**DIRECTIVE**: Reproduce the records below in full and word for word, excluding pictures.

>> start MATERIAL SUPPLIED

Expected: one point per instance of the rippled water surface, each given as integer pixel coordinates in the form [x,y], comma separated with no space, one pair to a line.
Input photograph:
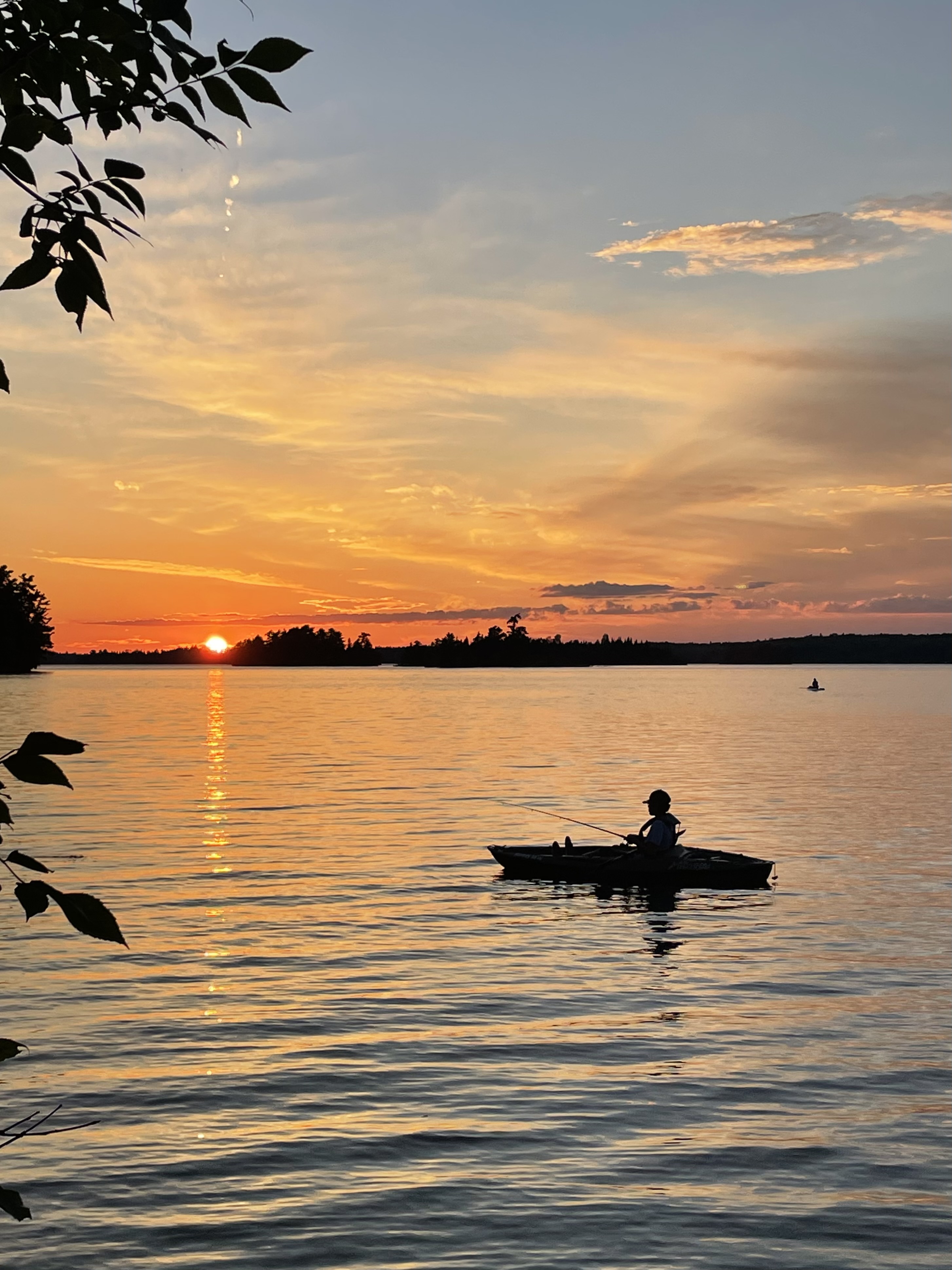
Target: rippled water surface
[339,1038]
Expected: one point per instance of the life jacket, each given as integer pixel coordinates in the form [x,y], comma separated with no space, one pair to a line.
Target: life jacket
[671,823]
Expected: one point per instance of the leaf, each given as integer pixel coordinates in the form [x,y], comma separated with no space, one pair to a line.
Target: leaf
[25,861]
[35,770]
[131,194]
[22,131]
[276,54]
[229,56]
[117,197]
[192,94]
[12,1203]
[28,274]
[49,743]
[92,277]
[93,202]
[225,98]
[14,163]
[71,294]
[257,87]
[89,238]
[87,914]
[120,168]
[35,897]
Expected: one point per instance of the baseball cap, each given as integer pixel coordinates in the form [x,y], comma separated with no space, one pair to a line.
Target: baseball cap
[659,797]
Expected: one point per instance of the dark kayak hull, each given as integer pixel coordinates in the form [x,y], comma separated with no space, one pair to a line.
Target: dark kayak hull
[615,868]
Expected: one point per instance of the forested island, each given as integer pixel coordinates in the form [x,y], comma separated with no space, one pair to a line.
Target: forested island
[304,645]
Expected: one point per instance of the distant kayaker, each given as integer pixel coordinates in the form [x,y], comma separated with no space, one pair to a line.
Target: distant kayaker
[658,836]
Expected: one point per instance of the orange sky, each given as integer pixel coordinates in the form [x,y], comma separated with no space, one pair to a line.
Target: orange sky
[334,394]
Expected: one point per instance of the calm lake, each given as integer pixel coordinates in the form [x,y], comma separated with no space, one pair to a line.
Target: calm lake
[341,1039]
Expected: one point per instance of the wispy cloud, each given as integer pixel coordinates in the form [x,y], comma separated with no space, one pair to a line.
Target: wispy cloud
[400,618]
[605,590]
[879,228]
[165,568]
[893,605]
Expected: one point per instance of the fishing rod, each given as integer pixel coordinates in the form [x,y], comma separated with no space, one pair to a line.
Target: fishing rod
[612,834]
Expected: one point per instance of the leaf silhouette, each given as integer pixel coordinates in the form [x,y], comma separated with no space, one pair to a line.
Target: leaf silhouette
[257,87]
[120,168]
[275,54]
[28,274]
[49,743]
[87,914]
[36,770]
[20,858]
[35,897]
[12,1203]
[225,98]
[10,1048]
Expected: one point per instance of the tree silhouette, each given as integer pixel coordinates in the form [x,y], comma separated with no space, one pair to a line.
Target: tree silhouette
[25,632]
[106,64]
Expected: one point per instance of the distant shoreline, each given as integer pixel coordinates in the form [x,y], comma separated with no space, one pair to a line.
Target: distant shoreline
[317,648]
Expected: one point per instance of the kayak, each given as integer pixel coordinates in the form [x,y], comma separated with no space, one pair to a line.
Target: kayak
[621,867]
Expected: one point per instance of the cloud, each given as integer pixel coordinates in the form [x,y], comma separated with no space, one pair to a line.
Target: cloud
[801,244]
[891,605]
[611,609]
[399,618]
[601,590]
[880,402]
[165,568]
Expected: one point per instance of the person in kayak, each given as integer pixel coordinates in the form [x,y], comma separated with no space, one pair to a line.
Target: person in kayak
[658,836]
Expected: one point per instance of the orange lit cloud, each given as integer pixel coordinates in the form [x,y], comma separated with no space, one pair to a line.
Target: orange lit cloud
[801,244]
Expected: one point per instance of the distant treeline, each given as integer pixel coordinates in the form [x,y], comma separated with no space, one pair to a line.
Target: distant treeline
[304,645]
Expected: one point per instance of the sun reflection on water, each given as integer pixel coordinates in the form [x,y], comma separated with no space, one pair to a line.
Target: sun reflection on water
[214,803]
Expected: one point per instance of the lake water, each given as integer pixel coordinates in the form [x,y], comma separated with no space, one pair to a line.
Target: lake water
[341,1039]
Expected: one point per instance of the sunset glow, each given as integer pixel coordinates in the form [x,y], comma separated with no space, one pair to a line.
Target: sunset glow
[504,352]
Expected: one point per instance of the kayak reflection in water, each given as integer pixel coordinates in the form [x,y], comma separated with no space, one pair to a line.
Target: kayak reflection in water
[659,836]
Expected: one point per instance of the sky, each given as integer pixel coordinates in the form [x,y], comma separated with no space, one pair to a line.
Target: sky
[624,317]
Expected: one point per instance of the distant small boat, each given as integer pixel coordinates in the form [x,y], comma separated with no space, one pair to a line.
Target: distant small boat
[621,867]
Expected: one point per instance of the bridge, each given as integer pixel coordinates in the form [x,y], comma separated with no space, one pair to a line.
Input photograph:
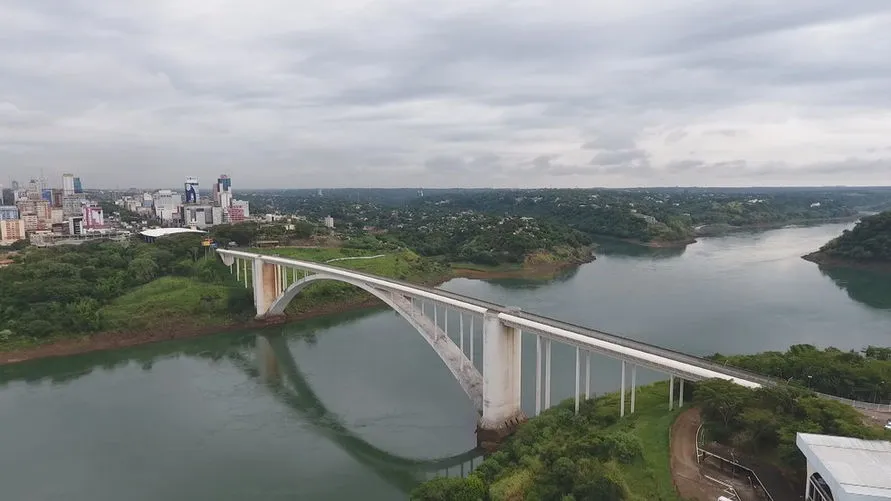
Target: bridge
[273,364]
[495,389]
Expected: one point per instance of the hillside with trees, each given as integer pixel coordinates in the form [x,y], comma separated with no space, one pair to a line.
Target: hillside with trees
[868,242]
[66,291]
[762,423]
[862,375]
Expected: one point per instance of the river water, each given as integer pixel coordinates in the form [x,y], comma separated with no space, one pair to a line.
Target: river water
[367,409]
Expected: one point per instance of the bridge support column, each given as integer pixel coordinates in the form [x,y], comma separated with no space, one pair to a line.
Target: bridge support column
[265,286]
[501,382]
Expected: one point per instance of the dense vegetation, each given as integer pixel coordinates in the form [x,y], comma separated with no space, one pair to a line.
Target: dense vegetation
[657,216]
[764,422]
[563,456]
[860,376]
[403,265]
[490,240]
[868,241]
[109,286]
[68,290]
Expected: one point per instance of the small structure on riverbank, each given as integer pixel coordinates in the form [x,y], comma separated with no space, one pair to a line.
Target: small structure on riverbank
[846,469]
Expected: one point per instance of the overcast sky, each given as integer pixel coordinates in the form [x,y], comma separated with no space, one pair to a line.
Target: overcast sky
[285,93]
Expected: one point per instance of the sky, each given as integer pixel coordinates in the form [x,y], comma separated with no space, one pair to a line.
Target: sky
[461,93]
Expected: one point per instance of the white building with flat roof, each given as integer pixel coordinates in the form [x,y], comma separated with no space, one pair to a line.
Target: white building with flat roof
[846,469]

>> end MATERIAL SUPPLIED

**SOLUTION**:
Expected: one point per instance of the rippled water surface, each given as integer pixel coordinates in the form [x,y], comma separated with no space, one pair to a line.
Input photograph:
Target: rippled water surface
[339,1038]
Expected: one point per instance of the life jacket, each given as integer pixel coordinates in the form [x,y], comma separated with no space, one pair to a line.
Target: life jacket
[671,823]
Expected: one point per instance of the leaf, each given as integer pixel coordinates in the form [x,y], comma separated with no space, one pair to a line.
Target: leaf
[25,861]
[35,770]
[131,194]
[22,131]
[276,54]
[229,56]
[117,197]
[192,94]
[12,1203]
[28,274]
[49,743]
[92,277]
[93,202]
[225,98]
[14,163]
[71,294]
[257,87]
[89,238]
[87,914]
[120,168]
[35,897]
Expected: one point per instance of the baseball cap, each given as integer pixel coordinates in the form [x,y], comma separated with no space, one pair to a line.
Target: baseball cap
[659,797]
Expected: one point per instance of the dark kayak hull, each given as integer pixel coordinates in the form [x,y], comma separated with no space, one pair to a line.
Target: dark kayak hull
[615,868]
Expected: one point per instance of the forested island, each given as integer pixel coordinates in the form [x,y], comma separated with no space, one pair to a line.
Target: forested island
[304,645]
Expected: one point per instance of the distant kayaker, each given as integer pixel coordinates in the form [x,y], comma separated with no space, one pair to a line.
Target: distant kayaker
[658,836]
Expected: one point per instance of the orange sky, each given as integer pixel coordinates in the form [x,y], comma separated with no space, one pair to a line.
Target: orange sky
[334,394]
Expected: one point per instance of the calm lake, each given as integer pixel coordinates in the form [x,y], comma separated with no space, one pair to a line.
Target: calm lake
[341,1039]
Expected: one point per instance of the wispy cloud, each given as integer pixel coordinates in the form [x,y], comma separated with no space, one pair to a line.
Target: wispy cloud
[400,618]
[605,590]
[879,228]
[165,568]
[893,605]
Expected: one point per instance of the fishing rod, each given as integer pixel coordinates in the form [x,y], comma separated with no space, one pair to a line.
Target: fishing rod
[612,834]
Expected: one point per instance of the leaf silhouette, each given as integer pixel coordinates in the form [x,y], comma separated with no space, one pair to a line.
Target: leaf silhouette
[257,87]
[120,168]
[275,54]
[28,274]
[49,743]
[87,914]
[36,770]
[20,858]
[35,897]
[12,1203]
[225,98]
[10,1048]
Expected: one point per instance of the tree silhouette, each given as integer pixel coordinates in the form [x,y], comma separated with no space, one pair to a line.
Target: tree silhouette
[25,632]
[106,64]
Expected: one point per instance of the distant shoreline, each given as integer pixel coordinates in the form [x,y], comma separated with no space, one pair to a line.
Target: distant shoreline
[317,648]
Expected: one point per instance of the kayak, each given as integer pixel coordinates in the form [x,y], comma separated with no space, one pair to a line.
Target: kayak
[621,867]
Expected: one point per instance of the cloud, each given as integer pixel coordinates in the form [x,y], comma separated with no space, one pair to a line.
Target: cloud
[801,244]
[891,605]
[611,609]
[399,618]
[601,590]
[880,402]
[165,568]
Expected: one point per instance of the person in kayak, each given as integer pixel coordinates in the form [x,y], comma separated with no space, one pair to a line.
Target: person in kayak
[658,836]
Expected: one point per instance of the orange lit cloud, each given as integer pixel coordinates in the form [x,y], comma separated with no space, one pair to a line.
Target: orange lit cloud
[801,244]
Expected: one point per instance of the distant treeline, each given as integer pixel coordinates in the form [x,y], comma separated with no space, one pair to a line.
Target: distant treeline
[304,645]
Expected: one point per instance of the sun reflection on water, each given as integer pixel coordinates in the form [x,y], comma separated with no space, one pair to a line.
Target: sun reflection on water
[214,803]
Expected: one point per instance of the lake water, each given as integer pixel coordinates in the form [x,y], comma separated with no space, one pair to a line.
Target: lake water
[341,1039]
Expected: one point per instance of the sunset glow, each given as integer pixel coordinates in the form [x,y], comma separated with no space, one pair to a line.
Target: sunset glow
[504,352]
Expected: one point per instance of the kayak reflection in water, each given as integer pixel coordinates in the form [x,y], comma separated with no space, one pair to a line.
Target: kayak reflection in water
[659,836]
Expected: one point per instance of the sky, each given as integer pixel coordinates in the form [x,y], comma separated with no space, one pair to a line.
Target: sky
[624,317]
Expected: one point per instance of the distant small boat, each given as integer pixel coordinates in the form [x,y], comma separated with no space, one pair to a line.
Target: distant small boat
[621,867]
Expected: one point per instance of the bridge, each given as integer pixel coordinates in the form [x,y], comma separated with no space, one pair to a line.
Input photograph:
Target: bridge
[273,364]
[495,389]
Expected: one point per instance of the hillside with trees, each given as integer pixel coordinates in the form [x,y], comma separated with no space, one pair to a line.
Target: hillside with trees
[868,242]
[66,291]
[762,423]
[862,375]
Expected: one point per instance of the river water, each given as integer pixel coordinates in the form [x,y], comma separated with no space, one pair to a line.
Target: river water
[367,409]
Expected: one point per instance of the bridge support column, each given as integer pixel coordinates in the form [x,y], comma separated with no space, one pair to a line.
Target: bridge support column
[265,286]
[501,382]
Expected: one point per instance of the dense vegetation, each given as integer pixel coordinates in the form [x,y], comma separated with no space, one pair to a line.
Target: dense vegetation
[657,216]
[764,422]
[563,456]
[860,376]
[403,265]
[490,240]
[868,241]
[109,286]
[68,290]
Expected: one point per instance of the small structure on riverbank, each given as integer pixel coordinates in the form [x,y], comma separated with no space, one pair to a line.
Target: small structure on riverbank
[846,469]
Expected: one point per instance of the overcast sky, each given as integer pixel coordinates in the form [x,y], comma separated with no space, one pair to a line.
Target: overcast sky
[285,93]
Expected: one point per instance of the sky, each given as integer pixel coordinates in the form [x,y], comma separated with no space, one pair to a line.
Target: sky
[461,93]
Expected: one point per instance of the white building with flat roof, each given as integer pixel coordinates in the form [x,y], comma separated with no space, one pair to a line.
Target: white building with flat roof
[846,469]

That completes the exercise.